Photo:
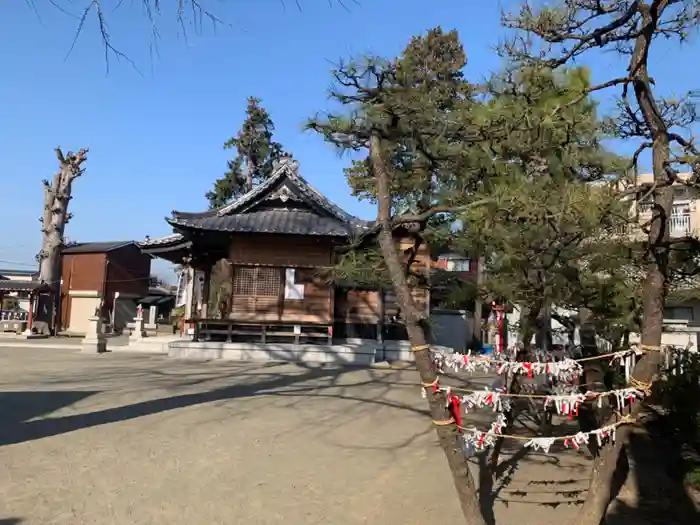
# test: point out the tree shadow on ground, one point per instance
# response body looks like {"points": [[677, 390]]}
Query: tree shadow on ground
{"points": [[17, 426], [17, 407], [660, 496]]}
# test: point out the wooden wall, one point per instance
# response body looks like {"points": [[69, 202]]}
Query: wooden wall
{"points": [[287, 251], [273, 254]]}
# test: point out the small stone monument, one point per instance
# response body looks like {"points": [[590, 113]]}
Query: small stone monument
{"points": [[94, 341], [139, 329]]}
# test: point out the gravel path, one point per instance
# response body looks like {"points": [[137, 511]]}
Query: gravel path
{"points": [[136, 439]]}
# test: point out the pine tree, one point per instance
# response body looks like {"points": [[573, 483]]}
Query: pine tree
{"points": [[566, 31], [256, 153]]}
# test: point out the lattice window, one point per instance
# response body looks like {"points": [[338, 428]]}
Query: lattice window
{"points": [[257, 281], [269, 282]]}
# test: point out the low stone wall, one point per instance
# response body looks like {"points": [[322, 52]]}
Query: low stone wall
{"points": [[287, 352], [351, 352]]}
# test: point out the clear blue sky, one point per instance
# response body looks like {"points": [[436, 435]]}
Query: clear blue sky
{"points": [[156, 139]]}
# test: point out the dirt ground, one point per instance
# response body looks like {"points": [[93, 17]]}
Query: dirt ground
{"points": [[137, 439]]}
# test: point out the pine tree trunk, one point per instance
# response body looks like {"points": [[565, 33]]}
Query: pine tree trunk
{"points": [[477, 338], [448, 435], [57, 195], [656, 282]]}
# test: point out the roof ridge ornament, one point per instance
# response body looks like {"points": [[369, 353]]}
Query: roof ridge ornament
{"points": [[287, 159]]}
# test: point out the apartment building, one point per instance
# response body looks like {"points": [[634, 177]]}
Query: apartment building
{"points": [[685, 221]]}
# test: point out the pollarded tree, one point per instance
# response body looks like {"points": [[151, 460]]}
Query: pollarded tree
{"points": [[256, 153], [57, 196], [569, 30]]}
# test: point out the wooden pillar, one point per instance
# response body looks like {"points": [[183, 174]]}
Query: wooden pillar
{"points": [[380, 317], [30, 314], [206, 291]]}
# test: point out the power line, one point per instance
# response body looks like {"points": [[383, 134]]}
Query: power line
{"points": [[15, 263]]}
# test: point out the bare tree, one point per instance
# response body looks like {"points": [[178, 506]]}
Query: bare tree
{"points": [[190, 15], [57, 195], [568, 30]]}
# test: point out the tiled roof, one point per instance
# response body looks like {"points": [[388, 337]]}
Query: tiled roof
{"points": [[322, 217], [95, 247], [173, 238], [287, 221], [21, 286], [25, 273]]}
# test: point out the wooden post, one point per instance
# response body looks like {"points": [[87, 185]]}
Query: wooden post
{"points": [[30, 314], [206, 291]]}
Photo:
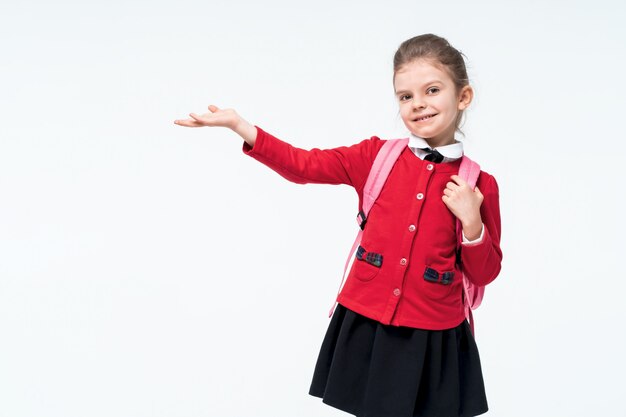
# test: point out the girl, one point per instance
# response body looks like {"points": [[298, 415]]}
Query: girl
{"points": [[398, 343]]}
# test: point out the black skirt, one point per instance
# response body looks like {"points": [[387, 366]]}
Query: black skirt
{"points": [[372, 370]]}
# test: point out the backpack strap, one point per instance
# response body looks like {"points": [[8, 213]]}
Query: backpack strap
{"points": [[384, 161], [472, 294]]}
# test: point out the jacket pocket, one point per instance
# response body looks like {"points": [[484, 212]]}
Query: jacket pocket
{"points": [[367, 264], [438, 284]]}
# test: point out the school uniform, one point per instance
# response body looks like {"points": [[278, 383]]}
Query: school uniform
{"points": [[398, 343]]}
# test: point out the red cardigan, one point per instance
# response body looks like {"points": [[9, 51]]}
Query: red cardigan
{"points": [[409, 225]]}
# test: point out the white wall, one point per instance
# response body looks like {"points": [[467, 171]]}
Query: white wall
{"points": [[151, 270]]}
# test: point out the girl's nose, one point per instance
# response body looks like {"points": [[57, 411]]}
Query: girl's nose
{"points": [[418, 103]]}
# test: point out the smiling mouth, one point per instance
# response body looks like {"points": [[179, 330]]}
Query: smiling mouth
{"points": [[419, 119]]}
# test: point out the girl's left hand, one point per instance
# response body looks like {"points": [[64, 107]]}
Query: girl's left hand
{"points": [[465, 204]]}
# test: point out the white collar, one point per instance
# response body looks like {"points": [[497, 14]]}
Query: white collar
{"points": [[450, 152]]}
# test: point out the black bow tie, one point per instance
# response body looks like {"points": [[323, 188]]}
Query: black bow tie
{"points": [[433, 155]]}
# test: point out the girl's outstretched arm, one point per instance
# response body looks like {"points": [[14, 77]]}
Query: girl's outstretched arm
{"points": [[222, 118]]}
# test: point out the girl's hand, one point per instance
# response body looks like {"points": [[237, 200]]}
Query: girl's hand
{"points": [[465, 204], [222, 118]]}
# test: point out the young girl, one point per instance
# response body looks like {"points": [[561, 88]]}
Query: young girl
{"points": [[398, 343]]}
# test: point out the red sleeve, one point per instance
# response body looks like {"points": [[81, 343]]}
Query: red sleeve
{"points": [[344, 165], [482, 261]]}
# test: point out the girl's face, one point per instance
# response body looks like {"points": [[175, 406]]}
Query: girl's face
{"points": [[429, 101]]}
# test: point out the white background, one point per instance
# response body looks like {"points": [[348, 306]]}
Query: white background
{"points": [[152, 270]]}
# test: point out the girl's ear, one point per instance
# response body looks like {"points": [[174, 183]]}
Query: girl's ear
{"points": [[465, 97]]}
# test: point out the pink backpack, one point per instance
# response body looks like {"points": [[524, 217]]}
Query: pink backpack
{"points": [[385, 160]]}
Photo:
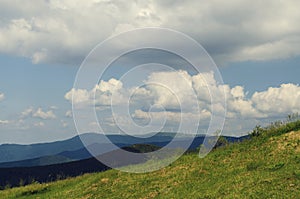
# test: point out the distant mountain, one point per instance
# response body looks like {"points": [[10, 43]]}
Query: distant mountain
{"points": [[160, 140], [42, 161], [26, 175], [17, 152]]}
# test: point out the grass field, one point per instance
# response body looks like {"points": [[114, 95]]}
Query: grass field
{"points": [[265, 166]]}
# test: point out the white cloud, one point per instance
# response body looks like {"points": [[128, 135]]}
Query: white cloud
{"points": [[69, 114], [284, 99], [27, 112], [44, 114], [162, 100], [102, 93], [1, 97], [4, 122], [39, 124], [39, 113], [65, 31]]}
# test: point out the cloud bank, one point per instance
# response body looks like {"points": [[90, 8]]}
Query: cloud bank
{"points": [[64, 31], [1, 96], [156, 102]]}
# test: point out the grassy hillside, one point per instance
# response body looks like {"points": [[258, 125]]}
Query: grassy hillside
{"points": [[266, 166]]}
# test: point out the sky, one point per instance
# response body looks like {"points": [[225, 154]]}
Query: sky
{"points": [[255, 46]]}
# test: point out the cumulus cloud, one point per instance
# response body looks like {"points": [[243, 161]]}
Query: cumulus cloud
{"points": [[4, 122], [1, 96], [164, 94], [44, 114], [283, 99], [39, 124], [48, 32], [102, 93], [39, 113], [69, 114]]}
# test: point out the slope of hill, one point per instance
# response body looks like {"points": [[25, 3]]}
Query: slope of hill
{"points": [[266, 166]]}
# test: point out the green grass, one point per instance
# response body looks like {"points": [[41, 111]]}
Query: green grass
{"points": [[265, 166]]}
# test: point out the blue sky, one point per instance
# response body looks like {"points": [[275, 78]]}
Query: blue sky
{"points": [[42, 47]]}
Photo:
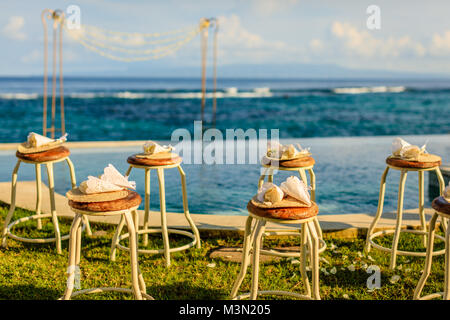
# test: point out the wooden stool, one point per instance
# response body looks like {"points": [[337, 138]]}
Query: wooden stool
{"points": [[132, 219], [253, 239], [404, 166], [442, 209], [159, 165], [300, 165], [47, 158]]}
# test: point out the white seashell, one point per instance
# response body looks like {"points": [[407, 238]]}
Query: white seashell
{"points": [[397, 145], [151, 147], [36, 140], [394, 279], [96, 185], [274, 149], [276, 193], [295, 188], [447, 193], [111, 175], [403, 149]]}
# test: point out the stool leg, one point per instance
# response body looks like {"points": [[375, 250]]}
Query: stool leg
{"points": [[423, 221], [245, 257], [444, 223], [73, 255], [37, 168], [186, 208], [304, 258], [12, 207], [260, 226], [133, 256], [162, 202], [51, 186], [115, 240], [379, 209], [447, 265], [312, 178], [146, 205], [262, 178], [270, 176], [428, 258], [401, 191], [136, 226], [314, 260]]}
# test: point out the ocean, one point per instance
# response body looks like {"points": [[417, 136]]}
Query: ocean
{"points": [[348, 124], [140, 109]]}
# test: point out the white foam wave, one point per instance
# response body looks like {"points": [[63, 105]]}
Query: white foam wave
{"points": [[227, 93], [19, 96], [359, 90]]}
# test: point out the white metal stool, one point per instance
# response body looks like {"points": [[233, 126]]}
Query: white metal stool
{"points": [[253, 239], [159, 166], [301, 166], [47, 158], [404, 166], [442, 209], [132, 219]]}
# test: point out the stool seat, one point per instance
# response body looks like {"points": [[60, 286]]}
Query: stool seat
{"points": [[175, 159], [49, 155], [411, 164], [297, 213], [441, 205], [296, 163], [132, 200]]}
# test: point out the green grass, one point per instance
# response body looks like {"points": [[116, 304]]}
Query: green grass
{"points": [[30, 271]]}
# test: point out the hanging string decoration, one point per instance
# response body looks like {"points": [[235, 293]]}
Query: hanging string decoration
{"points": [[56, 17], [134, 46]]}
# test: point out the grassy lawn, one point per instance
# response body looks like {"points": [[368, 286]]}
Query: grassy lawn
{"points": [[29, 271]]}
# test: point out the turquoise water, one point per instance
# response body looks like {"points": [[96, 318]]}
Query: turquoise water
{"points": [[141, 109], [348, 171], [347, 123]]}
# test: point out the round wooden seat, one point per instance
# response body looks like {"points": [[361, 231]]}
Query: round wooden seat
{"points": [[297, 213], [441, 205], [175, 159], [411, 164], [44, 156], [296, 163], [132, 200]]}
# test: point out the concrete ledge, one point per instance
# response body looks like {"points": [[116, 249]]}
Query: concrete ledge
{"points": [[333, 226]]}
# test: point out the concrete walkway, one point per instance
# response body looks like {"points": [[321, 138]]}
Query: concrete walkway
{"points": [[342, 226]]}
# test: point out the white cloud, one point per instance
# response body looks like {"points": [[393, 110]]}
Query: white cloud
{"points": [[241, 45], [316, 45], [14, 28], [268, 7], [440, 44], [361, 43]]}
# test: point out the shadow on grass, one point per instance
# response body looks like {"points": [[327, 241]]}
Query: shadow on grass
{"points": [[184, 290], [28, 292]]}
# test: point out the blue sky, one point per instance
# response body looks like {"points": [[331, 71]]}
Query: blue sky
{"points": [[414, 35]]}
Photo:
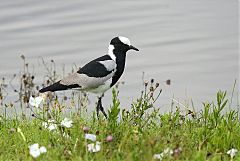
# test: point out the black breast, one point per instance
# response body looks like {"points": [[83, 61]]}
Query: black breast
{"points": [[120, 61]]}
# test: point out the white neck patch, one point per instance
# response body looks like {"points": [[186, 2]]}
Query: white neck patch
{"points": [[110, 52], [124, 40]]}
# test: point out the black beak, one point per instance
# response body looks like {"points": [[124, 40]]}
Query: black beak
{"points": [[132, 47]]}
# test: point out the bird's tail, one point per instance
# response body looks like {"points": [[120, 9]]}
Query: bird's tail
{"points": [[54, 87]]}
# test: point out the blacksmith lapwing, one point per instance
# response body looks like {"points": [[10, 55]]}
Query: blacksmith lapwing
{"points": [[98, 75]]}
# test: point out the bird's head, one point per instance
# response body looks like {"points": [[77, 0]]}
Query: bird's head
{"points": [[120, 45]]}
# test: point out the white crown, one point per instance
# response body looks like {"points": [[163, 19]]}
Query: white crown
{"points": [[124, 40]]}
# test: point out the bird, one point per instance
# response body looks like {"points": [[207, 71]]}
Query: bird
{"points": [[100, 74]]}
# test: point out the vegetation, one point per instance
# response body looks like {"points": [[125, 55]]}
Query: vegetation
{"points": [[140, 133]]}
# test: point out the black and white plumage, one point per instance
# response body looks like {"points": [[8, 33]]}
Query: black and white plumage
{"points": [[100, 74]]}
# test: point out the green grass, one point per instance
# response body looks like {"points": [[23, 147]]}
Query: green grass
{"points": [[138, 134]]}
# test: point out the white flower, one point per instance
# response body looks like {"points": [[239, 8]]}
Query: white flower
{"points": [[50, 125], [158, 156], [66, 122], [93, 148], [42, 149], [35, 151], [91, 137], [232, 152], [35, 102]]}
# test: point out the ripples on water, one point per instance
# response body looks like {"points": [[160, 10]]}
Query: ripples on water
{"points": [[194, 43]]}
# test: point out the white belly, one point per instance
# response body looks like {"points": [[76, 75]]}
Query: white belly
{"points": [[100, 89]]}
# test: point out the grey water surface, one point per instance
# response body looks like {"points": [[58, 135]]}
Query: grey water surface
{"points": [[194, 43]]}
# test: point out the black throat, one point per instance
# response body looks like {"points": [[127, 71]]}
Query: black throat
{"points": [[120, 61]]}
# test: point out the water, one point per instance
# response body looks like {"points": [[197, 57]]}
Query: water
{"points": [[194, 43]]}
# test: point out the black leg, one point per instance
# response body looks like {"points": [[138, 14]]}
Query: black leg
{"points": [[100, 107]]}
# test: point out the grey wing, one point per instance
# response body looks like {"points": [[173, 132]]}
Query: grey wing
{"points": [[88, 82]]}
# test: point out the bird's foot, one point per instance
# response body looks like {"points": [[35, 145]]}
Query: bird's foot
{"points": [[100, 107]]}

§ Requirements
Quote only the lines from the line containing "# test: point out the water, one" through the end of the entries, keeping the first and the last.

§ Task answer
# test: point out the water, one point per instance
# response body looks like {"points": [[197, 57]]}
Query: water
{"points": [[194, 43]]}
# test: point out the black leg, one point per instance
# response body looks like {"points": [[138, 14]]}
Query: black leg
{"points": [[100, 107]]}
# test: point out the grey wing, one point per instance
# response body looks like {"points": [[173, 132]]}
Query: grey wing
{"points": [[88, 82]]}
# test: point out the bird's foot, one point per instance
# response body looks like {"points": [[35, 145]]}
Query: bird's foot
{"points": [[100, 107]]}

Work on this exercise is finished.